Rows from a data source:
## START

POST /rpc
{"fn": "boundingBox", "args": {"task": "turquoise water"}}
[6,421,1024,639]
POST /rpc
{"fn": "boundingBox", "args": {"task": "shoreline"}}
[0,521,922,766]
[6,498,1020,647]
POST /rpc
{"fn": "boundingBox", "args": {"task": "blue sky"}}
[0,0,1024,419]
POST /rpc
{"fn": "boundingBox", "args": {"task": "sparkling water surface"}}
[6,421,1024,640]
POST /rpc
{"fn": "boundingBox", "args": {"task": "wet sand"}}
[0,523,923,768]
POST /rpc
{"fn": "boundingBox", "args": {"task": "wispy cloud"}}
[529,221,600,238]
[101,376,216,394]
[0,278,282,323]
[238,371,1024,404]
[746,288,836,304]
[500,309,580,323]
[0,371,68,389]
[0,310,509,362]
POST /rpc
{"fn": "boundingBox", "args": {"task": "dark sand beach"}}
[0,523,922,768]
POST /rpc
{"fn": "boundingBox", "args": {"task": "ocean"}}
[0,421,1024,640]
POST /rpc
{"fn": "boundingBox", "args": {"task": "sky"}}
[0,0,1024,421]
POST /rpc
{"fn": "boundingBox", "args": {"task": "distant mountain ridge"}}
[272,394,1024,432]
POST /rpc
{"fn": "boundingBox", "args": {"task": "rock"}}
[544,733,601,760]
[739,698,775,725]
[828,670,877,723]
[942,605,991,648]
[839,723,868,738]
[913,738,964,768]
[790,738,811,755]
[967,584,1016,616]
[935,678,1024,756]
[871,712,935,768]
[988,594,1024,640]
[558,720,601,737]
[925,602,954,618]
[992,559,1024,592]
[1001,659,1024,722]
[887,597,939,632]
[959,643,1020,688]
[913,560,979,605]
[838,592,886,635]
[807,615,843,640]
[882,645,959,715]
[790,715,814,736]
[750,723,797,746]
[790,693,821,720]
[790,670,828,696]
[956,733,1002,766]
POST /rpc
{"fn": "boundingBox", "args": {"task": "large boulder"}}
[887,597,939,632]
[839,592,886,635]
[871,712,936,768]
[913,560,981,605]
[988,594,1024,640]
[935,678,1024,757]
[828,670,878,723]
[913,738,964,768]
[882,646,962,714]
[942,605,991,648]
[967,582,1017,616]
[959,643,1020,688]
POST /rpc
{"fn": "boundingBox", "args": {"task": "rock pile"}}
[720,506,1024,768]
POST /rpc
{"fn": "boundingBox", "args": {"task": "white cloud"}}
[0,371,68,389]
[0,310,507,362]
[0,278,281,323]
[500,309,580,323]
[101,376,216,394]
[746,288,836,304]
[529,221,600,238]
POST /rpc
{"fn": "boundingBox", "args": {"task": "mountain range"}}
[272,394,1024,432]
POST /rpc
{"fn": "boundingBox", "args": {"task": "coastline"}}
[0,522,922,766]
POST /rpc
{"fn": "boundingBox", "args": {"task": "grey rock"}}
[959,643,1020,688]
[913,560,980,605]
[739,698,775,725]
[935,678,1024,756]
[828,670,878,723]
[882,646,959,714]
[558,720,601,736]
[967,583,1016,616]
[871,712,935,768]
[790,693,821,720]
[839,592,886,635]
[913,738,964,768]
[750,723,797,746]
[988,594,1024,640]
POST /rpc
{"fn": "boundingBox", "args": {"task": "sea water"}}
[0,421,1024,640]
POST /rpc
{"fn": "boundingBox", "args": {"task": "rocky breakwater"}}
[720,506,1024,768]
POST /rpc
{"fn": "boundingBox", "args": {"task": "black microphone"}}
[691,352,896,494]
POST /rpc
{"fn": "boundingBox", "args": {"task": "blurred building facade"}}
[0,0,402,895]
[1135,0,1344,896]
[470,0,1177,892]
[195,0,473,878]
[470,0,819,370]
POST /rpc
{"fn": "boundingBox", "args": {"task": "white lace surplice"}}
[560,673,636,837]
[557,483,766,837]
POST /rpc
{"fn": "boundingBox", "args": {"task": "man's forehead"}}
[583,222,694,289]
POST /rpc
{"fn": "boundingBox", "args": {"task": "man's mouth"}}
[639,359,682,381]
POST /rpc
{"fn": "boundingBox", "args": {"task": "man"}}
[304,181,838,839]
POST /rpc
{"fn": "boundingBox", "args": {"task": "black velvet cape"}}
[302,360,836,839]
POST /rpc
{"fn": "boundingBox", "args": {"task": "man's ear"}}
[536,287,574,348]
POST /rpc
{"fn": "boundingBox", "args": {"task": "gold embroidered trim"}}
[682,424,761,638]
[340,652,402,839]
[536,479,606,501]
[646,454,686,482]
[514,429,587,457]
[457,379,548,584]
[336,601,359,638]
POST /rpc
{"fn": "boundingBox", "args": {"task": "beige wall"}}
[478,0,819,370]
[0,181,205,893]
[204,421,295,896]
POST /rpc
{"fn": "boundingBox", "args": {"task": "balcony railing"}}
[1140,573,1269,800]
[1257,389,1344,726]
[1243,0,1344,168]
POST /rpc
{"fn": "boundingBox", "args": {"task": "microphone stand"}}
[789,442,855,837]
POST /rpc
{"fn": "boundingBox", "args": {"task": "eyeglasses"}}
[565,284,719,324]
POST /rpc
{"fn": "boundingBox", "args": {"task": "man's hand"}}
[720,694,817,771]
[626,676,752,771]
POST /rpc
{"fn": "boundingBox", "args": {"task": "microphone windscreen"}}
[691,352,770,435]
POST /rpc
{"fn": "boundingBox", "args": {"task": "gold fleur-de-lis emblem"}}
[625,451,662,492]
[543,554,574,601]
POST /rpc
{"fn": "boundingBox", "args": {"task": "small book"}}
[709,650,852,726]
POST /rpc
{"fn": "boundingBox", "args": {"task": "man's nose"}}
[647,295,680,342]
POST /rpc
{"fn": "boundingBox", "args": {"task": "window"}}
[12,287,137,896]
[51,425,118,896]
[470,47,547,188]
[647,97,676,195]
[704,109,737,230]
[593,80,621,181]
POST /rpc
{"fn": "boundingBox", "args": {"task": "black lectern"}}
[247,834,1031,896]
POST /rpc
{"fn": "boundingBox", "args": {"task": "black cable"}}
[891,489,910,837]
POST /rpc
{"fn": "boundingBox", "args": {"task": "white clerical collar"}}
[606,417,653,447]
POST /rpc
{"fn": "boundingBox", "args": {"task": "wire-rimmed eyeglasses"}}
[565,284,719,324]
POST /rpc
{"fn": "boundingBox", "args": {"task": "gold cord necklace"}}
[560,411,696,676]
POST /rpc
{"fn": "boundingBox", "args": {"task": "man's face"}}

## END

Replace "boundingBox" with "locateRegion" throughout the rows above, keeping everything else the same.

POST /rpc
{"fn": "locateRegion", "args": {"task": "turquoise water"}}
[6,421,1024,639]
POST /rpc
{"fn": "locateRegion", "args": {"task": "shoreline"}}
[0,521,922,766]
[6,498,1020,647]
POST /rpc
{"fn": "locateRegion", "args": {"task": "blue sky"}}
[0,0,1024,419]
POST /rpc
{"fn": "locateRegion", "args": {"task": "sparkling water surface"}}
[6,421,1024,640]
POST /rpc
{"fn": "locateRegion", "args": {"task": "wet sand"}}
[0,523,923,768]
POST /rpc
{"fn": "locateRegion", "args": {"task": "wispy cloud"}}
[529,221,600,238]
[101,376,216,394]
[0,278,282,323]
[238,371,1024,404]
[746,288,836,304]
[500,309,580,323]
[0,371,68,389]
[0,310,509,362]
POST /rpc
{"fn": "locateRegion", "args": {"task": "dark sand beach"}}
[0,523,922,768]
POST /rpc
{"fn": "locateRegion", "args": {"task": "ocean"}}
[0,421,1024,640]
POST /rpc
{"fn": "locateRegion", "args": {"task": "sky"}}
[0,0,1024,421]
POST /rpc
{"fn": "locateRegion", "args": {"task": "distant mountain ridge"}}
[272,394,1024,432]
POST /rpc
{"fn": "locateRegion", "args": {"task": "rock"}}
[544,733,601,760]
[739,698,775,725]
[828,670,877,723]
[942,605,991,648]
[839,723,868,738]
[913,738,964,768]
[790,738,811,755]
[967,584,1016,616]
[935,678,1024,756]
[871,712,935,768]
[988,594,1024,640]
[558,720,601,737]
[925,602,954,618]
[992,559,1024,592]
[1001,659,1024,722]
[887,597,939,632]
[959,643,1020,688]
[913,560,979,605]
[838,592,886,635]
[807,615,843,640]
[882,645,959,715]
[790,715,814,736]
[750,723,797,746]
[790,693,821,720]
[790,670,828,696]
[956,733,1002,766]
POST /rpc
{"fn": "locateRegion", "args": {"task": "large boulder"}}
[887,597,939,632]
[839,592,886,635]
[871,712,936,768]
[913,560,981,605]
[988,594,1024,640]
[935,678,1024,757]
[828,670,878,723]
[913,738,964,768]
[882,646,962,714]
[942,605,991,648]
[967,582,1017,616]
[959,643,1020,688]
POST /rpc
{"fn": "locateRegion", "args": {"task": "rock pile"}}
[720,506,1024,768]
POST /rpc
{"fn": "locateRegion", "args": {"task": "white cloud"}}
[0,371,68,389]
[0,310,507,362]
[0,278,281,323]
[500,309,580,323]
[101,376,216,394]
[746,288,836,304]
[529,221,600,238]
POST /rpc
{"fn": "locateRegion", "args": {"task": "mountain range"}}
[272,394,1024,432]
POST /rpc
{"fn": "locateRegion", "args": {"task": "coastline"}}
[0,522,922,766]
POST /rpc
{"fn": "locateRegion", "args": {"task": "grey rock"}}
[959,643,1020,688]
[913,560,980,605]
[739,698,775,725]
[935,678,1024,756]
[828,670,878,723]
[882,646,959,714]
[558,720,601,736]
[967,583,1016,616]
[871,712,935,768]
[790,693,821,720]
[839,592,886,635]
[913,738,964,768]
[750,723,797,746]
[988,594,1024,640]
POST /rpc
{"fn": "locateRegion", "args": {"task": "sea water"}}
[0,421,1024,640]
POST /rpc
{"fn": "locateRegion", "args": {"task": "rocky breakwater"}}
[720,506,1024,768]
POST /rpc
{"fn": "locateRegion", "args": {"task": "black microphone"}}
[691,352,896,494]
POST /rpc
{"fn": "locateRegion", "args": {"task": "blurred building facade"}}
[0,0,402,895]
[1135,0,1344,896]
[470,0,1177,892]
[195,0,473,878]
[470,0,819,370]
POST /rpc
{"fn": "locateRegion", "args": {"task": "white lace surplice"}}
[560,673,636,837]
[557,483,766,837]
POST /rpc
{"fn": "locateRegion", "args": {"task": "man's forehead"}}
[583,222,694,289]
POST /rpc
{"fn": "locateRegion", "args": {"task": "man's mouth"}}
[639,359,682,381]
POST /rpc
{"fn": "locateRegion", "args": {"task": "man"}}
[304,181,838,839]
POST /rpc
{"fn": "locateRegion", "args": {"task": "black velvet cape"}}
[302,360,836,839]
POST /rpc
{"fn": "locateRegion", "args": {"task": "man's ear"}}
[536,287,574,348]
POST /rpc
{"fn": "locateRegion", "args": {"task": "gold embroidered trim"}}
[682,424,761,638]
[340,652,402,839]
[536,479,606,501]
[646,454,686,482]
[514,429,587,457]
[457,379,548,584]
[336,601,359,638]
POST /rpc
{"fn": "locateRegion", "args": {"task": "beige wall"}}
[478,0,819,370]
[0,181,205,893]
[204,421,295,896]
POST /rpc
{"fn": "locateRegion", "args": {"task": "balcony railing"}}
[1140,573,1269,800]
[1257,389,1344,726]
[1243,0,1344,168]
POST /rpc
{"fn": "locateRegion", "args": {"task": "microphone stand"}}
[789,442,855,837]
POST /rpc
{"fn": "locateRegion", "args": {"task": "eyeglasses"}}
[565,284,719,324]
POST /rpc
{"fn": "locateRegion", "args": {"task": "man's hand"}}
[720,694,817,771]
[626,676,752,771]
POST /rpc
{"fn": "locateRegion", "args": {"task": "microphone windscreen"}}
[691,352,770,435]
POST /rpc
{"fn": "locateRegion", "args": {"task": "gold fleur-de-lis emblem"}}
[625,451,662,492]
[543,554,574,601]
POST /rpc
{"fn": "locateRegion", "args": {"task": "small book"}}
[709,650,852,726]
POST /rpc
{"fn": "locateRegion", "args": {"task": "man's nose"}}
[647,295,680,342]
POST /rpc
{"fn": "locateRegion", "args": {"task": "window"}}
[12,287,137,896]
[51,425,118,896]
[470,47,547,188]
[647,97,676,195]
[704,109,737,230]
[593,80,621,181]
POST /rpc
{"fn": "locateRegion", "args": {"task": "black lectern"}}
[247,834,1031,896]
POST /rpc
{"fn": "locateRegion", "args": {"task": "black cable"}}
[891,489,910,837]
POST /rpc
{"fn": "locateRegion", "args": {"task": "white clerical collar"}}
[606,417,653,447]
POST /rpc
{"fn": "locateRegion", "args": {"task": "wire-rimmed eyeglasses"}}
[565,284,719,324]
POST /rpc
{"fn": "locateRegion", "args": {"task": "gold cord necklace"}}
[560,411,696,676]
POST /rpc
{"fn": "locateRegion", "args": {"task": "man's face"}}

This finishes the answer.